Task brief: Copy the lines below word for word, starting at the line with "Please put a marker on the eroded" and continuing through the last line, both included. Leave out the pictures.

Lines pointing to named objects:
>>>

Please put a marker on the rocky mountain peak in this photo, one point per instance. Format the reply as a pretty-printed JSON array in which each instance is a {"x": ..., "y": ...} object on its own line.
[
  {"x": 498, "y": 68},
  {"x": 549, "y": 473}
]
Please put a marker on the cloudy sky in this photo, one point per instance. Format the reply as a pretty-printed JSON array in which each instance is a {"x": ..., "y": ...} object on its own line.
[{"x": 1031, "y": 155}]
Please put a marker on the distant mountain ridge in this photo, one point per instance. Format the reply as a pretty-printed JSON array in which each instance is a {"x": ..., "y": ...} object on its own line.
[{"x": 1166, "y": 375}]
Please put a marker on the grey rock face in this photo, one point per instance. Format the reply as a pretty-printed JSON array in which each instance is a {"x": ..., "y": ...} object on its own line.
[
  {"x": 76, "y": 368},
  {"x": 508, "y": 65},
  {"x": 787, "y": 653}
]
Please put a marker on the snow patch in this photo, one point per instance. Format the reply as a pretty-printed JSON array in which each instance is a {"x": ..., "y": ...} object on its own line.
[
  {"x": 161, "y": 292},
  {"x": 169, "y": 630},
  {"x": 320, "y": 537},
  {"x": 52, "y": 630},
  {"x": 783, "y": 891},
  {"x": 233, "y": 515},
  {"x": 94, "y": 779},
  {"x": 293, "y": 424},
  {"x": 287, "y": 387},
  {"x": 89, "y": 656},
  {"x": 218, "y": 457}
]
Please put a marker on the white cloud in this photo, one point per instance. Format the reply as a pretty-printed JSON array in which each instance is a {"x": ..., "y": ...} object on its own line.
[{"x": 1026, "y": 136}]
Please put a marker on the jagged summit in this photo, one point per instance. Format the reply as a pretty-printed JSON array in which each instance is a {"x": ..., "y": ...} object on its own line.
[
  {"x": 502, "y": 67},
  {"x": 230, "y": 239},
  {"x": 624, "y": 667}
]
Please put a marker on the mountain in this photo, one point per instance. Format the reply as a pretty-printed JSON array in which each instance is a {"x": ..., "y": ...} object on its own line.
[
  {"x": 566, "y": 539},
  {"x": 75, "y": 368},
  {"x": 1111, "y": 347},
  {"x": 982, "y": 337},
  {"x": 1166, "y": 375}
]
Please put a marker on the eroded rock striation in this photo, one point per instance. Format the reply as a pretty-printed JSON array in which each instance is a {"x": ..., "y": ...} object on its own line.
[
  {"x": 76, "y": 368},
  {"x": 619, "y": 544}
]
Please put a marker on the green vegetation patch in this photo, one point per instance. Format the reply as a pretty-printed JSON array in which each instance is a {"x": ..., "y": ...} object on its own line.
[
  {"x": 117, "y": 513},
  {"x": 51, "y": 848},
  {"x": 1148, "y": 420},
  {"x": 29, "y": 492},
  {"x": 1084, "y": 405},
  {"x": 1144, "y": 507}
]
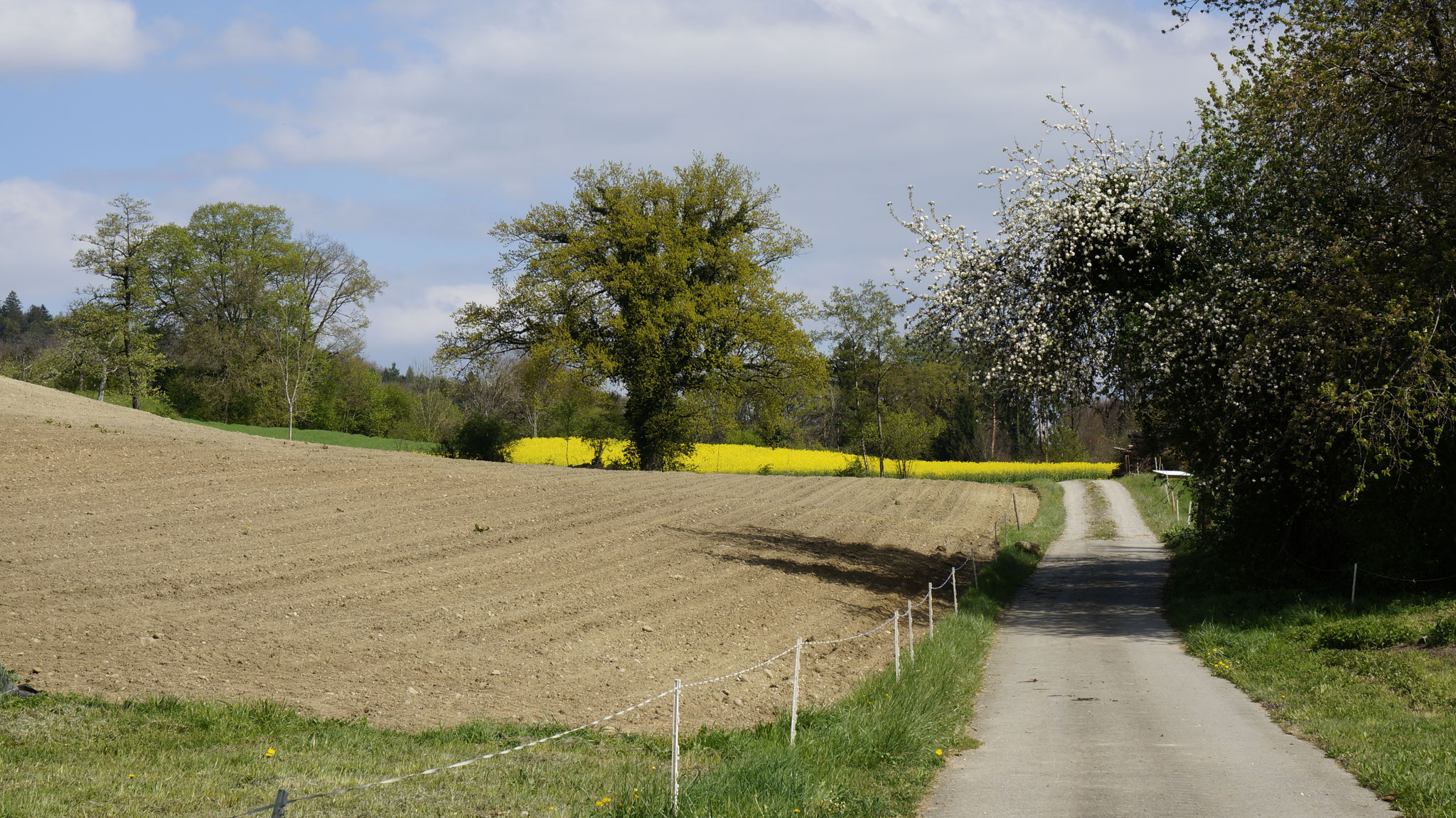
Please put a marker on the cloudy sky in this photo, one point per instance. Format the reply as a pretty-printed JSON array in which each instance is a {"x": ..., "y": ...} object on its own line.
[{"x": 408, "y": 127}]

<<<

Problem solution:
Please put a marker on the eroded rock striation in this photo, one point per instance. Format the reply as a pretty-printed JSON array in which each instance is a {"x": ..., "y": ...} object on its own line.
[
  {"x": 76, "y": 368},
  {"x": 619, "y": 544}
]
Please put a marker on the green vegetation patch in this photo, one point per instance. Format the reply as a pretty-printed JSON array in which each instance is a {"x": ..., "y": ...} object on its own line.
[
  {"x": 117, "y": 513},
  {"x": 51, "y": 848},
  {"x": 1148, "y": 420},
  {"x": 29, "y": 492},
  {"x": 1084, "y": 405},
  {"x": 1144, "y": 507}
]
Please put a marker on the cloudy sky in this photo, one point per instance. Format the reply as a pretty-printed JSON array in which each instance is a {"x": ..., "y": ...} object on its own line.
[{"x": 408, "y": 127}]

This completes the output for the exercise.